**Text to read:**
1. $a$ km/hr $=\left(a\times \frac{5}{18}\right)$ m/s.
2. $a$ m/s $=\left(a\times \frac{18}{5}\right)$ km/hr.
3. Time taken by a train $A$ of length $l$ metres to pass a telegraph post or standing man is equal to the time taken by the train to cover $l$ metres.
4. Time taken by a train $P$ of length $l$ metres to pass a signal post of length $b$ metres is the time taken by the train to cover $(l + b)$ metres.
5. Suppose two trains, $A$ and $B$ are moving in the same direction at $u$ m/s and $v$ m/s, where $u>v$, then their relative speed is $=(u-v)$ m/s.
6. Suppose two trains $P$ and $Q$ are moving in opposite directions at $u$ m/s and $v$ m/s, then their relative speed is $=(u+v)$ m/s.
7. If two trains of length $x$ metres and $y$ metres are moving in opposite directions at $u$ m/s and $v$ m/s, then:
The time taken by the trains to cross each other $=\frac{(x+y)}{(u+v)}$ sec.

**Data excerpt:**
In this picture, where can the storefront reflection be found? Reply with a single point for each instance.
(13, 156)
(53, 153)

**Tasks and exercises:**
1) Condense the paragraph of the train formulas that begins "4. Time taken by a train $P$" into a short list that keeps its main facts.
2) According to the train formulas, what is the relative speed of two trains moving in the same direction at $u$ m/s and $v$ m/s, where $u>v$?
3) Copy the train formulas verbatim from "2. $a$ m/s $=\left(a\times" up to and including "cover $(l + b)$ metres.".
The listing that comes after the train formulas is separate material.

**Answers below:**
1)
- Train $P$: length $l$ metres
- Signal post: length $b$ metres
- Time to pass the post = time for the train to cover $(l + b)$ metres

2) $(u-v)$ m/s.

3)
2. $a$ m/s $=\left(a\times \frac{18}{5}\right)$ km/hr.
3. Time taken by a train $A$ of length $l$ metres to pass a telegraph post or standing man is equal to the time taken by the train to cover $l$ metres.
4. Time taken by a train $P$ of length $l$ metres to pass a signal post of length $b$ metres is the time taken by the train to cover $(l + b)$ metres.